Render as a numbered list the lines of the entries below, starting with the line that contains "every tree branch" and continuing through the line that contains "[224,176,232,185]", both included. Leave out any blank lines.
───── Data rows ─────
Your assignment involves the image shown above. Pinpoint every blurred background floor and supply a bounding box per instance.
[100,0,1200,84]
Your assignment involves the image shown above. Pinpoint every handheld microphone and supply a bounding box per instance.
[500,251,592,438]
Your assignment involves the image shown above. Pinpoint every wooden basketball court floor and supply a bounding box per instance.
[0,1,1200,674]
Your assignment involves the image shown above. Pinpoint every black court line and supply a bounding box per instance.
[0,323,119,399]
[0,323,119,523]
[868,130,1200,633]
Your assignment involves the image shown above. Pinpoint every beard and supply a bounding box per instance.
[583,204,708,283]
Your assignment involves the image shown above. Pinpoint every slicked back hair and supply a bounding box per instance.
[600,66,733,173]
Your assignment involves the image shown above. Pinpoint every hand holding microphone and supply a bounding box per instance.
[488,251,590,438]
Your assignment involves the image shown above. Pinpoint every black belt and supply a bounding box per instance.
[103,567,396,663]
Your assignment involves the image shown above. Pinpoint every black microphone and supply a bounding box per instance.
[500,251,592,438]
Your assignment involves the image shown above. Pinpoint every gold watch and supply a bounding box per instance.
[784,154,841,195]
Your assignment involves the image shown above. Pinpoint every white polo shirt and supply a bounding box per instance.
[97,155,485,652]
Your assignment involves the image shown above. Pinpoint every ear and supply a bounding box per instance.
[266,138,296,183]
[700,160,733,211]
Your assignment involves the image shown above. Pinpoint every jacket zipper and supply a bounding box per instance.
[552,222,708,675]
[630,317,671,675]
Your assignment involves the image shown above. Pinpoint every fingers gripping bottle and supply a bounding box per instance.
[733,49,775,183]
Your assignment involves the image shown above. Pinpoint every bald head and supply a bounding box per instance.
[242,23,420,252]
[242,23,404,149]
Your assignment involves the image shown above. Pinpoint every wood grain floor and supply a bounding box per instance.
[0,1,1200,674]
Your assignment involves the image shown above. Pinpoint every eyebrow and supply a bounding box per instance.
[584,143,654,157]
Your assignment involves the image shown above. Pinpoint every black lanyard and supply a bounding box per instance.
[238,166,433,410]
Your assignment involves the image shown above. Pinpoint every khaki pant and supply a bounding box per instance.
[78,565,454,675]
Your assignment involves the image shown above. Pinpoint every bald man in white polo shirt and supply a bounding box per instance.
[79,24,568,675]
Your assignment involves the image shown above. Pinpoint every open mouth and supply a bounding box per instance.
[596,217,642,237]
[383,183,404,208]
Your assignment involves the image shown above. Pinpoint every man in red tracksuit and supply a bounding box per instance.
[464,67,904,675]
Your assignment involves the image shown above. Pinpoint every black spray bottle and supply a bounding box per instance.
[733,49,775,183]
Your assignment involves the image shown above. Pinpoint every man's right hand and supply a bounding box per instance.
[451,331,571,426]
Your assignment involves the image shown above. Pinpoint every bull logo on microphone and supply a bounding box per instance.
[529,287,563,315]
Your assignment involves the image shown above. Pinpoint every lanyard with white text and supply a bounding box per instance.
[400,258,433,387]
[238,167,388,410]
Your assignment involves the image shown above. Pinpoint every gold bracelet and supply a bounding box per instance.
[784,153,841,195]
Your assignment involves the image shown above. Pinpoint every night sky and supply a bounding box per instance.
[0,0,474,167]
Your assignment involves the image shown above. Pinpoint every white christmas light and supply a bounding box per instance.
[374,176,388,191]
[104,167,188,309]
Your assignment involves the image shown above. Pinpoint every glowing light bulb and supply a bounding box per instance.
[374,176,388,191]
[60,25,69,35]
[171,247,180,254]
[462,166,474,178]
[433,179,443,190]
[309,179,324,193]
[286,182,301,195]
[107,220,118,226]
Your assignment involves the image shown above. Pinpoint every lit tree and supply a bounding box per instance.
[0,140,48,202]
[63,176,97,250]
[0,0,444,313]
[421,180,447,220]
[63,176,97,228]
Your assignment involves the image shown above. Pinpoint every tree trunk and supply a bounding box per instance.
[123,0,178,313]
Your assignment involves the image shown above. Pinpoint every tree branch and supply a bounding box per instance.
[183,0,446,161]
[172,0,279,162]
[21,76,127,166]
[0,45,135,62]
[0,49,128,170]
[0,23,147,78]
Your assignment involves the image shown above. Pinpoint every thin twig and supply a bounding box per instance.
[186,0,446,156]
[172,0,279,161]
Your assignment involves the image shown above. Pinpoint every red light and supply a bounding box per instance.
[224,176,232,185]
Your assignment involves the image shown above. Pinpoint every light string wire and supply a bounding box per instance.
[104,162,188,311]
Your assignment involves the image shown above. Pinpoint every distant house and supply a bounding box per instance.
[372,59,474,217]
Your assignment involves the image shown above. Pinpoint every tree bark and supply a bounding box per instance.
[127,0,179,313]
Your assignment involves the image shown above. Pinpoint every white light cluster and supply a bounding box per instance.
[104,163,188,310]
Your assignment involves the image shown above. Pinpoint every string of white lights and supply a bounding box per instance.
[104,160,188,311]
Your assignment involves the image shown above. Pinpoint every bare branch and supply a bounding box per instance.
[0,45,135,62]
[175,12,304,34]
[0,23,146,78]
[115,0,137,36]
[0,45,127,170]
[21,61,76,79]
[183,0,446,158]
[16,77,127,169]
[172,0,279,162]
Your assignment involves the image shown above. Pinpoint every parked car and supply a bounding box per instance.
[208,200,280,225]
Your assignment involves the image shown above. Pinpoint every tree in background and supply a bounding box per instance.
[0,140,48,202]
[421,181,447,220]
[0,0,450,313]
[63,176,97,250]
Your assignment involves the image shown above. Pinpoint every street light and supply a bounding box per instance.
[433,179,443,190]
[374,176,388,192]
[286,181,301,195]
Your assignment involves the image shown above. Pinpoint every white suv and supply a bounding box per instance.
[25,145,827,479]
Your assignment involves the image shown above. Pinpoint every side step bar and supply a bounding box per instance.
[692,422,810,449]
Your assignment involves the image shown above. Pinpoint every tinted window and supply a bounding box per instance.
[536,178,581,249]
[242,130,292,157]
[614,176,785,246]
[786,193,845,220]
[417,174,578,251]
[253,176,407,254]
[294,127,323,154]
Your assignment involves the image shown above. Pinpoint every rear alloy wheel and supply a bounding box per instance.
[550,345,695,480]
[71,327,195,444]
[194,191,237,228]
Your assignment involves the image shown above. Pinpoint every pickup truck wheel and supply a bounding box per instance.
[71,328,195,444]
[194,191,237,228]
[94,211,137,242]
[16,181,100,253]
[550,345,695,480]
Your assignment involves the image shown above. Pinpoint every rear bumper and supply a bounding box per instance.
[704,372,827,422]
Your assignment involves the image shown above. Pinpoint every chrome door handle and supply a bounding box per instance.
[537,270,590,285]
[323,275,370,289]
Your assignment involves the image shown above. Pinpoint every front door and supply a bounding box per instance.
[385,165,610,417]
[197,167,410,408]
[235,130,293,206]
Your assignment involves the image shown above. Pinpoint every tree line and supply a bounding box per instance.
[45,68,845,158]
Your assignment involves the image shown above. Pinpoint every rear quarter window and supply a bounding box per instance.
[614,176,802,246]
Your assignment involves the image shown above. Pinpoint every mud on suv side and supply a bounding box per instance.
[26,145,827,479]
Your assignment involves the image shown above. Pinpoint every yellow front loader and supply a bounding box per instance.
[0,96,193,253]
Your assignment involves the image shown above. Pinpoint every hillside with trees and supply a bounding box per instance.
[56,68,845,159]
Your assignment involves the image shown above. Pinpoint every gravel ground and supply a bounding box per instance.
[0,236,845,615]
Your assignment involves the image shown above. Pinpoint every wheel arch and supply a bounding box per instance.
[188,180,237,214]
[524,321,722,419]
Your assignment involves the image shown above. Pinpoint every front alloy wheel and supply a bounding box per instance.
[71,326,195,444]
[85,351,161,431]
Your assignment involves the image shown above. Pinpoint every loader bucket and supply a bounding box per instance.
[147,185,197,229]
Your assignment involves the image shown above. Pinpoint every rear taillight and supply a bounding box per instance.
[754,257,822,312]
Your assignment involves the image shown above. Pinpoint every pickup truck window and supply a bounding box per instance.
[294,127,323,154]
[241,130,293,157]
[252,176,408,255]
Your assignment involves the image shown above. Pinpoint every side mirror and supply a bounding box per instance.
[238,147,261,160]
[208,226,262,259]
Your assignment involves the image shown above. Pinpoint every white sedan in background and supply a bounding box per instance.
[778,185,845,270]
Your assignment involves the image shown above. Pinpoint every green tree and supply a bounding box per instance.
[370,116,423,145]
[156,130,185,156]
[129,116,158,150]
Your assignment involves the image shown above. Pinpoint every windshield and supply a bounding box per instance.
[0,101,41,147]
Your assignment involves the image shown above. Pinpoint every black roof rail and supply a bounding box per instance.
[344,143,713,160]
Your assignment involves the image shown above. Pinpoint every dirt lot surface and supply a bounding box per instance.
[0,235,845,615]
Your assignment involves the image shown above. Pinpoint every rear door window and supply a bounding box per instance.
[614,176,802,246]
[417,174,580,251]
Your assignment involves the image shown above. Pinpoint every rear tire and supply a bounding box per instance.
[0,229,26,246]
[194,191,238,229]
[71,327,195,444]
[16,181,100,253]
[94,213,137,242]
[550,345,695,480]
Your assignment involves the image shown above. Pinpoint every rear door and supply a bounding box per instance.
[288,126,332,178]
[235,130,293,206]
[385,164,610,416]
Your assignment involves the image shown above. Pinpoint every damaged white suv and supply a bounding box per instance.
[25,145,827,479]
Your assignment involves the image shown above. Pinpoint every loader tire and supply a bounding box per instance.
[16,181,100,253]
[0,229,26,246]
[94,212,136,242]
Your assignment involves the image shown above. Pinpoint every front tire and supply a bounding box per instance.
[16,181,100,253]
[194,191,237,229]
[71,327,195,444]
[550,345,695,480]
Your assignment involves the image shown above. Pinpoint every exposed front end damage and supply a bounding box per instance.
─────
Task solution:
1. Your assignment involves the image shown above. Pinpoint every tree branch and supply a bounding box per instance.
2. [183,0,446,161]
3. [172,0,279,162]
4. [21,76,127,166]
5. [0,45,135,62]
6. [0,49,128,170]
7. [0,23,147,78]
8. Your assignment involves the image shown above. Pinpoint every thin twig and supply a bounding box per instance.
9. [186,0,446,156]
10. [172,0,279,161]
11. Your assignment involves the image shown above. Pinpoint every red light and supply a bounding box per instance.
12. [224,176,232,185]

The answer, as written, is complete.